Stored items from a collection:
Start
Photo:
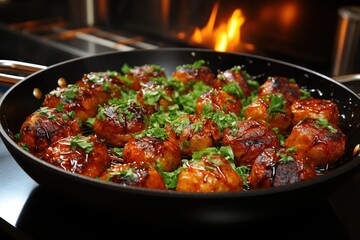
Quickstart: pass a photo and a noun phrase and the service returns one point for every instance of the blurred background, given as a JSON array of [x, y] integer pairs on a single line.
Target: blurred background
[[50, 31]]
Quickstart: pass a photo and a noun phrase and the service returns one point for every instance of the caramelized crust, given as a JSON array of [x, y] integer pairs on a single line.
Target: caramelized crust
[[259, 111], [151, 150], [248, 139], [115, 123], [217, 99], [276, 85], [323, 143], [315, 108], [134, 174], [237, 75], [45, 126], [193, 133], [137, 75], [279, 167], [73, 158], [209, 174], [73, 98]]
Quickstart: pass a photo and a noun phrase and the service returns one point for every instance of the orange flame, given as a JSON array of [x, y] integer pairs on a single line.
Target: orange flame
[[226, 37]]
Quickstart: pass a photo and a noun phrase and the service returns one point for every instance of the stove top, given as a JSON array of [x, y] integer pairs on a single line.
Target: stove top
[[29, 211]]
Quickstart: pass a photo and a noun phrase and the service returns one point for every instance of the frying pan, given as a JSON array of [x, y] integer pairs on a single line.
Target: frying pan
[[170, 206]]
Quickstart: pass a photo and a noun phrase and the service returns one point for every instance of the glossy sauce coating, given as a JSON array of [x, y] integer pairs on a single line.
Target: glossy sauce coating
[[217, 99], [134, 174], [324, 143], [45, 126], [193, 133], [278, 167], [116, 122], [75, 159], [151, 150], [209, 174], [248, 139], [315, 108], [73, 98]]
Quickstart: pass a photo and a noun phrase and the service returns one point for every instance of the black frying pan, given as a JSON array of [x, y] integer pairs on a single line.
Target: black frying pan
[[168, 206]]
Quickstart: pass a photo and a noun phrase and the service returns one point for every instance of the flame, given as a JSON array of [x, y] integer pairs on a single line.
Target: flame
[[226, 37]]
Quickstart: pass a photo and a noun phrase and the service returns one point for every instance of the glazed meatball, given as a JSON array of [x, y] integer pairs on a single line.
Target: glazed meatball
[[188, 74], [193, 133], [137, 75], [234, 75], [315, 108], [151, 148], [279, 167], [248, 139], [270, 110], [134, 174], [217, 99], [117, 121], [73, 98], [84, 155], [45, 126], [159, 92], [275, 85], [319, 140], [103, 85], [209, 173]]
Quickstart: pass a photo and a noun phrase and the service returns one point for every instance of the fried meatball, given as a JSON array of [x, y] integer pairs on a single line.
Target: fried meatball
[[210, 173], [275, 85], [134, 174], [188, 74], [234, 75], [117, 121], [270, 110], [193, 133], [278, 167], [159, 92], [153, 150], [103, 85], [84, 155], [319, 140], [315, 108], [45, 126], [248, 139], [217, 99], [135, 76], [73, 98]]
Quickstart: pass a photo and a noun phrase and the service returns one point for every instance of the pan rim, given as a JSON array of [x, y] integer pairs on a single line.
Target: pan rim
[[341, 170]]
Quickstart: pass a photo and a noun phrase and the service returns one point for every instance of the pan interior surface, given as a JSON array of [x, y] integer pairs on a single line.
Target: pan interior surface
[[18, 102]]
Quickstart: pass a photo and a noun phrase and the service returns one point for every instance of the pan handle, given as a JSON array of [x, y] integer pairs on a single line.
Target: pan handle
[[20, 69]]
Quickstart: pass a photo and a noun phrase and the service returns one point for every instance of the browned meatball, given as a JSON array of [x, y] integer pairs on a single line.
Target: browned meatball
[[315, 108], [248, 139], [237, 75], [217, 99], [134, 174], [210, 173], [84, 155], [45, 126], [270, 110], [152, 149], [103, 85], [159, 92], [278, 167], [193, 133], [137, 75], [196, 72], [319, 140], [73, 98], [275, 85], [118, 120]]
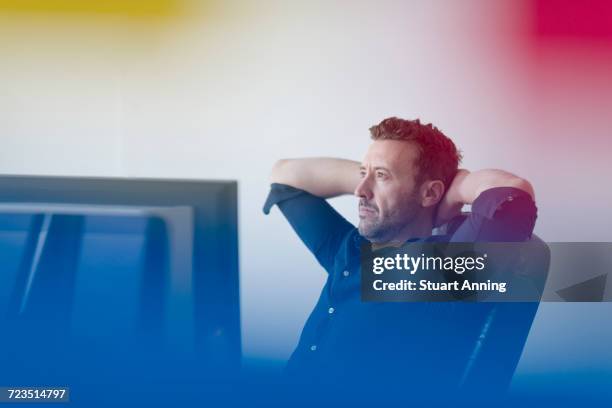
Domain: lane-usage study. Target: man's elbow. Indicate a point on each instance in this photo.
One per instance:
(524, 185)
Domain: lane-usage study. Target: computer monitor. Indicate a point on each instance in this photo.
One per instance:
(116, 280)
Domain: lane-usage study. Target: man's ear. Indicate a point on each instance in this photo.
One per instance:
(432, 192)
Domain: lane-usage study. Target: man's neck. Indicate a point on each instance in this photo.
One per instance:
(420, 228)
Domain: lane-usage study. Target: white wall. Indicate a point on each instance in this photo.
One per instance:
(228, 88)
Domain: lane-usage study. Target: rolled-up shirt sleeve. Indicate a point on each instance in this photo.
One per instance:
(500, 214)
(316, 222)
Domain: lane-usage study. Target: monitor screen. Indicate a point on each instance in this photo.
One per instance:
(119, 279)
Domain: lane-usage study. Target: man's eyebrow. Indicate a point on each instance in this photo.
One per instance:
(363, 168)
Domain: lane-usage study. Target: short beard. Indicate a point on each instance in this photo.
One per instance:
(386, 230)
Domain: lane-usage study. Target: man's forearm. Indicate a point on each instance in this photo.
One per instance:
(466, 187)
(473, 184)
(323, 177)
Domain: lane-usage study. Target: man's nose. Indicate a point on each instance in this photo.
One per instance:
(363, 189)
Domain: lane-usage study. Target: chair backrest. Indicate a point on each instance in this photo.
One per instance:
(504, 331)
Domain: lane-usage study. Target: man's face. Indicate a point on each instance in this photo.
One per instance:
(389, 198)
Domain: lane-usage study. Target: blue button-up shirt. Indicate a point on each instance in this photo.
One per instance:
(347, 340)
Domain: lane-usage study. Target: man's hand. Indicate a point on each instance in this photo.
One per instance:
(466, 187)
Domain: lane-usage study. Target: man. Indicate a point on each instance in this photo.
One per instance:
(407, 184)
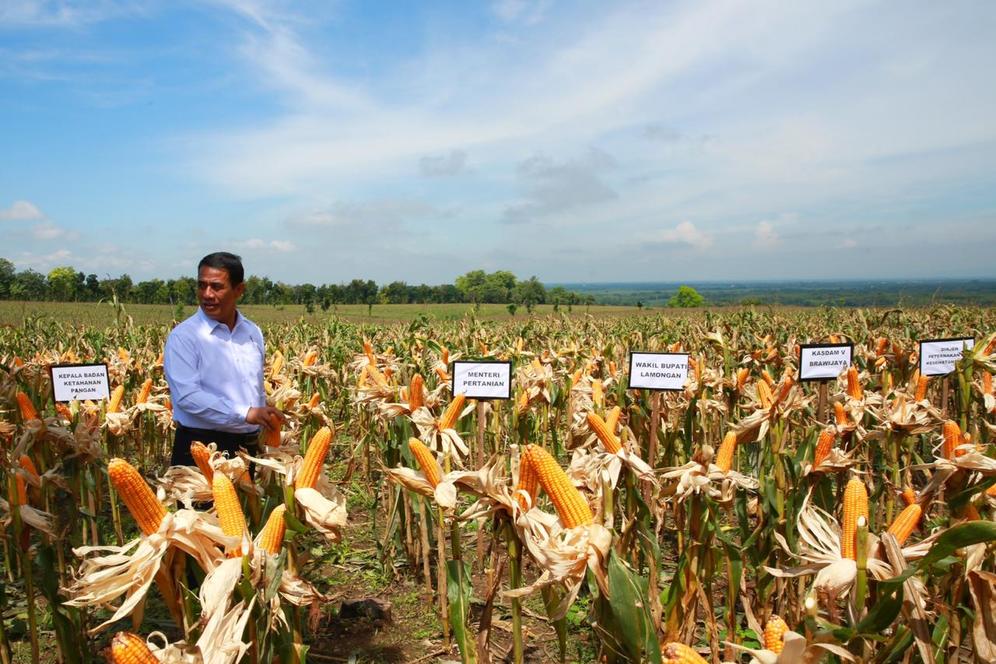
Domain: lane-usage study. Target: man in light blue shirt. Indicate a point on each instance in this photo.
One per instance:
(214, 367)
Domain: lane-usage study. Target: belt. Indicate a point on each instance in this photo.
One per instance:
(250, 436)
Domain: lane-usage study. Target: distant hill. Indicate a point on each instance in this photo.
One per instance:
(846, 293)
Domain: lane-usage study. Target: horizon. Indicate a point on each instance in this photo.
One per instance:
(583, 143)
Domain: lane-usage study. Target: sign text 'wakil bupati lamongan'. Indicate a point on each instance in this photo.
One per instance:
(823, 361)
(658, 371)
(72, 382)
(937, 356)
(483, 379)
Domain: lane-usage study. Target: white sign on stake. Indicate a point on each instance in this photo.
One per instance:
(937, 356)
(666, 372)
(484, 379)
(823, 361)
(76, 382)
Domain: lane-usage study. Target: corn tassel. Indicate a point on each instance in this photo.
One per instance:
(314, 459)
(416, 393)
(823, 446)
(114, 404)
(855, 505)
(128, 648)
(679, 653)
(906, 522)
(271, 538)
(774, 634)
(27, 408)
(609, 440)
(571, 506)
(426, 461)
(147, 511)
(724, 458)
(452, 412)
(202, 457)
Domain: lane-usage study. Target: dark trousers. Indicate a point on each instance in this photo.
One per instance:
(225, 440)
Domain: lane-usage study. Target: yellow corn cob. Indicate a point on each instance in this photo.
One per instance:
(906, 522)
(271, 539)
(528, 481)
(114, 404)
(839, 414)
(724, 458)
(609, 440)
(764, 394)
(854, 389)
(855, 505)
(452, 412)
(679, 653)
(612, 419)
(823, 446)
(136, 495)
(201, 455)
(597, 393)
(277, 365)
(774, 634)
(426, 461)
(742, 374)
(28, 411)
(952, 439)
(143, 394)
(128, 648)
(314, 459)
(571, 506)
(271, 436)
(416, 398)
(226, 503)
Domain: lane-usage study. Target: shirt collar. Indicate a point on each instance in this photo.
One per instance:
(212, 324)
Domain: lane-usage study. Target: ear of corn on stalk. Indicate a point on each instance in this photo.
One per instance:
(426, 461)
(571, 506)
(128, 648)
(855, 505)
(314, 459)
(147, 511)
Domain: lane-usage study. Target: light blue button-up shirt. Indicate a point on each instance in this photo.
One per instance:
(215, 375)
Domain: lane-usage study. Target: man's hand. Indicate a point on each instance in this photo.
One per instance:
(266, 416)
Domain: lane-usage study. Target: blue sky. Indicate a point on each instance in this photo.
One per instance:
(574, 141)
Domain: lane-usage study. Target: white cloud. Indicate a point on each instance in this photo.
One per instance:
(683, 233)
(21, 211)
(282, 246)
(47, 231)
(765, 236)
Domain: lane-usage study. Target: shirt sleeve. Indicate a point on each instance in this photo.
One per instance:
(183, 377)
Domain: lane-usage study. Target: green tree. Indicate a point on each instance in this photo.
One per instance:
(62, 284)
(686, 297)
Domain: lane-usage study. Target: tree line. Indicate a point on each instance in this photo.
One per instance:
(66, 284)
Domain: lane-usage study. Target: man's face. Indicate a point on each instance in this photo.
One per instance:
(216, 294)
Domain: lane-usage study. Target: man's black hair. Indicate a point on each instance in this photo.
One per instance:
(222, 260)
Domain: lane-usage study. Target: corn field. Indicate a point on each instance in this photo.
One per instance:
(749, 517)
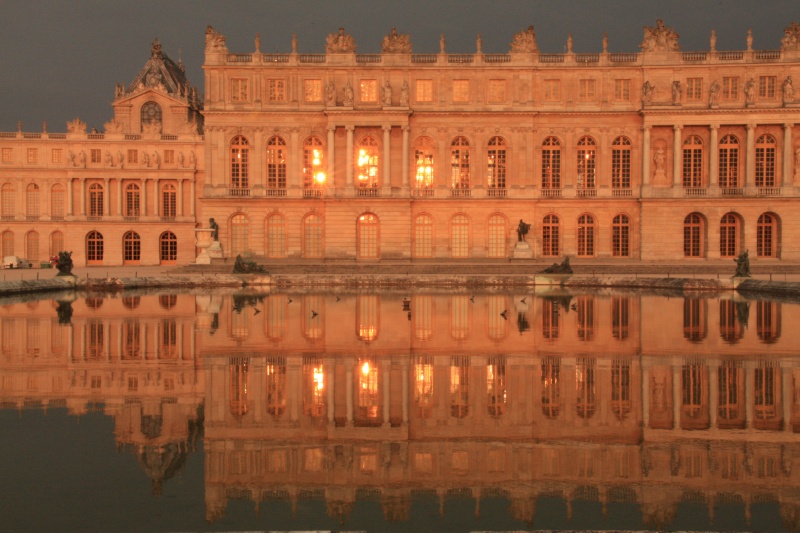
End
▶ [TASK BRIEF]: Write out the material from its first line through the line containing "174], [73, 98]]", including both ends, as a numbered list with blank lines dropped. Leave the pictures out of your answer.

▶ [RESULT OF THIS TASK]:
1. Photo:
2. Quickstart: pass a photo and a noun phrase and the service returns one point for every instance of the blurred background, given as a JSON array of [x, y] integer pairs on a single line.
3. Target: blurred background
4. [[50, 31]]
5. Quickstart: pass a photo and a noun phrase and the service returns one point for every instance of the caramelized crust, given as a JSON array of [x, y] integer pairs on a single line.
6. Target: caramelized crust
7. [[259, 111], [151, 150], [248, 139], [115, 123], [217, 99], [276, 85], [323, 143], [315, 108], [134, 174], [237, 75], [45, 126], [193, 133], [137, 75], [279, 167], [73, 158], [209, 174], [73, 98]]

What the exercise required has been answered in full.